__TASK INSTRUCTIONS__. Print the data that follows exactly.

(Stored data entries)
BEGIN

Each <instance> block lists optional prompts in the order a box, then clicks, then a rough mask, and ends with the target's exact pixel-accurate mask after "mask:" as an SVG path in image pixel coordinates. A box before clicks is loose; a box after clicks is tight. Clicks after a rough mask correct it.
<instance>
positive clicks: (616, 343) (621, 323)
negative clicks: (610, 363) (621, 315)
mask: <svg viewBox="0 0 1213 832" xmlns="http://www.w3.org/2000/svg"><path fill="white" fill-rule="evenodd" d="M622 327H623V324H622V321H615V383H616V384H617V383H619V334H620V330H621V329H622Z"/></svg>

END

__RESULT FOR THIS EXERCISE__.
Each <instance> block lists optional prompts in the order a box, then clicks, then a rough mask, and ends with the target's exact pixel-accurate mask after "mask:" as an SVG path in image pixel coordinates. A box before clicks is loose; a box after clicks is tight. Clicks after a rough mask correct it.
<instance>
positive clicks: (616, 343) (621, 323)
negative clicks: (610, 363) (621, 315)
mask: <svg viewBox="0 0 1213 832" xmlns="http://www.w3.org/2000/svg"><path fill="white" fill-rule="evenodd" d="M622 327H623V324H622V321H615V383H616V384H617V383H619V334H620V330H621V329H622Z"/></svg>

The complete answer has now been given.